## YOUR INSTRUCTIONS
Each line of the listing where "tail" appears should be reported.

## SOURCE MATERIAL
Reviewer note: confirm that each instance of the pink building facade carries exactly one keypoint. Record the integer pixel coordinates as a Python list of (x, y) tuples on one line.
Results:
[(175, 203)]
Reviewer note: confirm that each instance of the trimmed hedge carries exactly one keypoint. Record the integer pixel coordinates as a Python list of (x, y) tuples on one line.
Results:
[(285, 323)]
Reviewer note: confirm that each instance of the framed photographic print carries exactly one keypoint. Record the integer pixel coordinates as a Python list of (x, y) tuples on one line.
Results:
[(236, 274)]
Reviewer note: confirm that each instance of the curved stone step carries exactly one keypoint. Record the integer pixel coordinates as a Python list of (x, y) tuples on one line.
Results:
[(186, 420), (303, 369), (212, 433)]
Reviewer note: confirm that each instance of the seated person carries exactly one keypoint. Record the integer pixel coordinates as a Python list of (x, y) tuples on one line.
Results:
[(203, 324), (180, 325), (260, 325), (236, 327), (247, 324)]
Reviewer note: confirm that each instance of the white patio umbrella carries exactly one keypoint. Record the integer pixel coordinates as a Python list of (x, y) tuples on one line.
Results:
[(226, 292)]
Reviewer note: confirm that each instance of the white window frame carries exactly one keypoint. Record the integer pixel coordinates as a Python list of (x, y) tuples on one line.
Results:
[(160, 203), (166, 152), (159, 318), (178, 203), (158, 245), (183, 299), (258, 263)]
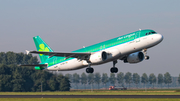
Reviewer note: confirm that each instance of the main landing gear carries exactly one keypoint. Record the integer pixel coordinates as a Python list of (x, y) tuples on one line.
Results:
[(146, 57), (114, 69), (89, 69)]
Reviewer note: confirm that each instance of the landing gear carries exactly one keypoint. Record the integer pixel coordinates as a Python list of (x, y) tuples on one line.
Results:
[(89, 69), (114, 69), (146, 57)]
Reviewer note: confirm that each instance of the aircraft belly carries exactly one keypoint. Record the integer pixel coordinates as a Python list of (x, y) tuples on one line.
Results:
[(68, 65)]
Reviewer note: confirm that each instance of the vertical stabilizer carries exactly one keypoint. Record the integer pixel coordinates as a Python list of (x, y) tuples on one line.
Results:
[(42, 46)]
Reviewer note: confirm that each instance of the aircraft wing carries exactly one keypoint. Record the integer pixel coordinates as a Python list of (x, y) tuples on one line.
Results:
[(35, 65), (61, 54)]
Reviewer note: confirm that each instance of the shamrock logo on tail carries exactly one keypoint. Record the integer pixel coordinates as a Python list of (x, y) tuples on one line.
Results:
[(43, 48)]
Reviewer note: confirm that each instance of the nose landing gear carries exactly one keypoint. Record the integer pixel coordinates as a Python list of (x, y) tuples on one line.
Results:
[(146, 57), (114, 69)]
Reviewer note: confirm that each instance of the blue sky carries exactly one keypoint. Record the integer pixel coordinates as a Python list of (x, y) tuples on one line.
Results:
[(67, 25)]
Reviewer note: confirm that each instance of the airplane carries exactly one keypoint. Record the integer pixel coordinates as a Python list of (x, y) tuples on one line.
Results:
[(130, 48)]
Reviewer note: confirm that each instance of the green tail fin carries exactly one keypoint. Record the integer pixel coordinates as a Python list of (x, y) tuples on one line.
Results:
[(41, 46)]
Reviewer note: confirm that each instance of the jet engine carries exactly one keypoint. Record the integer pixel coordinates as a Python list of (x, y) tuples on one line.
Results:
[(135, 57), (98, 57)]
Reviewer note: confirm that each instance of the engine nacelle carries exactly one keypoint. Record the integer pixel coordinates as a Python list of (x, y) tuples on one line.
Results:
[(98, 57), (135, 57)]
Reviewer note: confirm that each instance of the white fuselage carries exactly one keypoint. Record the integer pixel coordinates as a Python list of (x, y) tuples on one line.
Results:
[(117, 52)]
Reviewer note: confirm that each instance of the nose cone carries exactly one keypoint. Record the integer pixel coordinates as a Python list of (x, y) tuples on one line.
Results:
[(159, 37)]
--
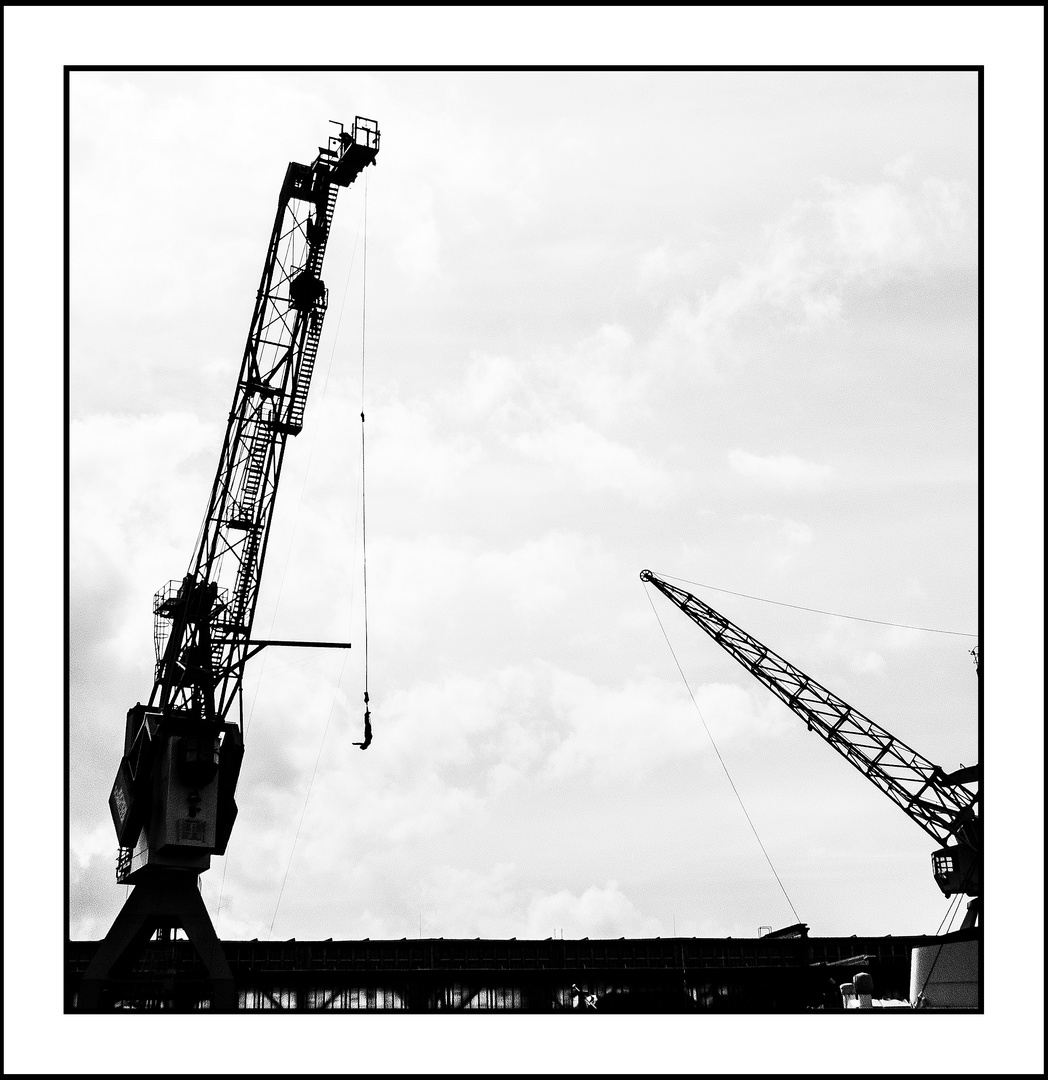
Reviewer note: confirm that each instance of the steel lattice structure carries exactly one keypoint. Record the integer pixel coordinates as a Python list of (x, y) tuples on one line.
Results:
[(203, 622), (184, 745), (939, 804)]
---
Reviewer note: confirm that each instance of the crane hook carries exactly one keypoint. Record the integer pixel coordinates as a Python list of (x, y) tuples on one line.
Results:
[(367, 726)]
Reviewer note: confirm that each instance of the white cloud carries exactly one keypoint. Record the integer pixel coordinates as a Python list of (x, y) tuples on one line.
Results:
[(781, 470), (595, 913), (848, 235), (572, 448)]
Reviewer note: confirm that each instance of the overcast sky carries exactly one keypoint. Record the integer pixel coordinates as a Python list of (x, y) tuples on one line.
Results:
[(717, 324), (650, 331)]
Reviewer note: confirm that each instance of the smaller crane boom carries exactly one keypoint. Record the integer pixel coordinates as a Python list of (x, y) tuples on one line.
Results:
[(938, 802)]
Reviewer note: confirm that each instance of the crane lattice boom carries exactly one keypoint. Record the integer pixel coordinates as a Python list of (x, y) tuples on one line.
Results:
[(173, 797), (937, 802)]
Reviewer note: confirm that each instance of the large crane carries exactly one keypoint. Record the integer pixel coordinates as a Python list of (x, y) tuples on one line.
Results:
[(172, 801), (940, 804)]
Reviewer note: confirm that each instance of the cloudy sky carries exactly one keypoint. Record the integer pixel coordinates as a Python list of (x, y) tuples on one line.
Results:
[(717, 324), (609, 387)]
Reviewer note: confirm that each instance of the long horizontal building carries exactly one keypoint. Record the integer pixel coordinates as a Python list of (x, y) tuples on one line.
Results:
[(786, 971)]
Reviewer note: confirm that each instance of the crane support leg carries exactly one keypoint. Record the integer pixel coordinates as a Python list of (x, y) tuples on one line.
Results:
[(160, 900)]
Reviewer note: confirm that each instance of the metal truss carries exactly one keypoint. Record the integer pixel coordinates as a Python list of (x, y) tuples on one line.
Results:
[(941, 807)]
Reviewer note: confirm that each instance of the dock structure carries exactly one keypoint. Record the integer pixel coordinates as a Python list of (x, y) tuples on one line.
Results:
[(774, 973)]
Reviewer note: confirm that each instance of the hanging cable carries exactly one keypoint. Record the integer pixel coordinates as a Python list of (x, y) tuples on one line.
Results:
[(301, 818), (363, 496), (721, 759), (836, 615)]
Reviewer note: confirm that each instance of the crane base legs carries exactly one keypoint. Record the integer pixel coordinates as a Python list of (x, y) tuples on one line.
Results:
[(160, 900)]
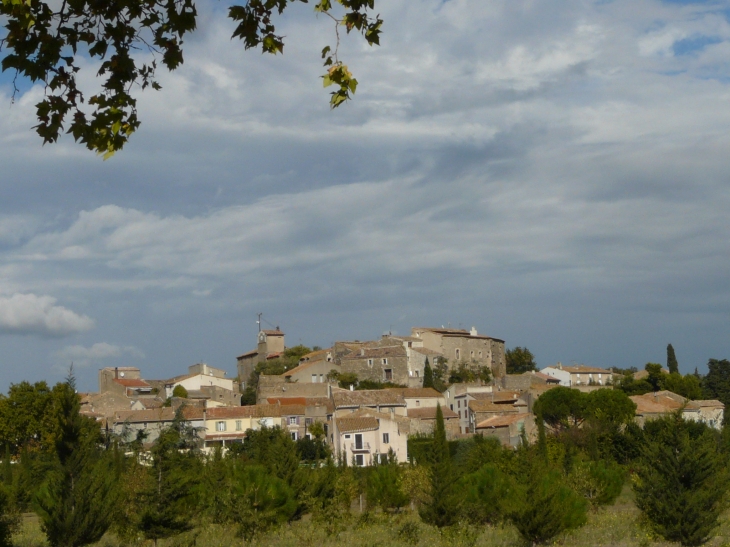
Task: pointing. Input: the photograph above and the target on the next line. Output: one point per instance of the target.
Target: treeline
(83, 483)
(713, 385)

## EXERCISE SOLUTION
Reviewer note: confirm that each instance of the shamrock logo on tail carries exactly one keypoint. Record the integer pixel coordinates as a Python list of (x, y) tuples on one line.
Reviewer note: confirm that each instance of the green tail fin carries exactly one keypoint. Record the integer pixel coordinates as a Python list of (x, y) tuples on one line.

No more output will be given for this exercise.